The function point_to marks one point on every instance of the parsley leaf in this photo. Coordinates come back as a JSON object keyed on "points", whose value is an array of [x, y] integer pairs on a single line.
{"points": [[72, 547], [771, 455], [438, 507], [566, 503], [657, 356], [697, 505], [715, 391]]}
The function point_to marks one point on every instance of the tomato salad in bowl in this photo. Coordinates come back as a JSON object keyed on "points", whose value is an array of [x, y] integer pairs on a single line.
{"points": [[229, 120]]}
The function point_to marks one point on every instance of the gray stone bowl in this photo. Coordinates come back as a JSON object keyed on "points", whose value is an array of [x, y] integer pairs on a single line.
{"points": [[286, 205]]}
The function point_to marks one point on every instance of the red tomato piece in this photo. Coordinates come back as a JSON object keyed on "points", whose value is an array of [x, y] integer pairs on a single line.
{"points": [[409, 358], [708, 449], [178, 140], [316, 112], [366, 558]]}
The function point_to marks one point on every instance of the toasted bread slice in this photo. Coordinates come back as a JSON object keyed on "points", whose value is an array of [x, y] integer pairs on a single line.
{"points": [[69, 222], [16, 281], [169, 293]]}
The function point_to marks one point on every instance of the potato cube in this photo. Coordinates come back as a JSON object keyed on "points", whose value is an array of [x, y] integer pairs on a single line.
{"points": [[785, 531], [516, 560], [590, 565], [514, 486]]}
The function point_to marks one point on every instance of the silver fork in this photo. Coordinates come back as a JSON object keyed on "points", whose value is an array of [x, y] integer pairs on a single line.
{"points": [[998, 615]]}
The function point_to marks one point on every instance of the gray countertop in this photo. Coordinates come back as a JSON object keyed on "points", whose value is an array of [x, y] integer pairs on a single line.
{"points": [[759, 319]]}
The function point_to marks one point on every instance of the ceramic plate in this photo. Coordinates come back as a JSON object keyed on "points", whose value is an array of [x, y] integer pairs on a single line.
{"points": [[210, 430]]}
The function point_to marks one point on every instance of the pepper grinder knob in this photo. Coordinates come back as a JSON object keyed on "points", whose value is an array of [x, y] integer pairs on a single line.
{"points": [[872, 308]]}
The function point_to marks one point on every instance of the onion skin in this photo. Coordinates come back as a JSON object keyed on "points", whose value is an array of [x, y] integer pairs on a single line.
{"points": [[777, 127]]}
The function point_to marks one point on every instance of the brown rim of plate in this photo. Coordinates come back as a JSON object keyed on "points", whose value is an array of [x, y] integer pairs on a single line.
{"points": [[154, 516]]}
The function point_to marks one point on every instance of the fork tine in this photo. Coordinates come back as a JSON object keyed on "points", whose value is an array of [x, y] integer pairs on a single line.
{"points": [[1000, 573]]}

* WHAT IS REQUIRED:
Print all of the entries exactly as they are written.

* THE COMPLETED TASK:
The function point_to marks one point on every instance of the parsley leaf in this photo. Coordinates come back as a JSON object keyed on "points", whose value is an array of [x, y] integer pairs on a single line.
{"points": [[72, 547], [771, 455], [438, 507], [566, 503], [657, 356], [697, 505], [715, 391]]}
The function point_to marks one point on every instance of the tomato salad in bowl in this photo. Coordinates come back as a JSON object keyed on "points", whose value is an array of [x, y] integer pairs on a single line.
{"points": [[229, 120]]}
The function point_to marks one point on every instance of the gray stone bowl in this photo. Coordinates come back as a JSON object keyed on "points", whose value is an array of [x, y] integer pairs on a single line.
{"points": [[286, 205]]}
The function point_to marks one point on every instance of the red tomato piece in this photo. Coordinates come back as a JSON object keyed on "points", whose value is an array of [x, y] integer pairs on a single line.
{"points": [[409, 358], [708, 449], [178, 140], [316, 112], [366, 558]]}
The function point_to marks one point on every instance of the toasted bread slice in this photo. Coordinates come back as a JSON object keyed on "points", whose value is an array of [x, y] integer pairs on a single line.
{"points": [[69, 222], [16, 281], [169, 293]]}
The function point_to marks one point on every instance of the potato cube in this photo. Coordinates come back as a JSON object keyed on "points", whose value is an array of [x, y] integer pairs on a single line.
{"points": [[785, 531], [516, 560], [590, 565], [514, 486]]}
The function point_to marks one point on every instance of the silver fork in this photo. Coordinates come back as a JSON object keyed on "points", whose value is an array of [x, y] integer pairs on a single line.
{"points": [[998, 615]]}
The function point_to marks one point on every instance of the gray countertop in this photo. Coordinates come back as a JSON object keyed on "points", whose value is an array of [x, y] integer pairs on a single line.
{"points": [[759, 319]]}
The function point_to marks one point on every instance of the ceramic plate in this photo. Coordinates come back as a JSON object keyed on "points", whose value is an array of [x, y] integer pairs on a single line.
{"points": [[210, 430]]}
The function point_to marks one point on every instance of the pepper grinder knob in this photo. Coordinates come back as a JSON object keyed on "points", whose value is an array of [x, y] integer pairs on a single line.
{"points": [[872, 308]]}
The function point_to marks one point on every instance of the onion skin in this photo. Coordinates come back as a JSON object keyed on "points", whose value is an array of [x, y] integer pairs on a single line.
{"points": [[777, 127]]}
The function point_to marks one point on every instance of the brown rim of plate in this photo. Coordinates come back as a JSON object keyed on "points", whose value is an array of [x, y] integer pairs on a single line.
{"points": [[154, 516]]}
The function point_to marks one point on every instance of the fork tine in this photo. Coordinates come back as a JSON object keyed on "points", whose value is an array of [x, y] integer pairs on a single line.
{"points": [[1000, 573]]}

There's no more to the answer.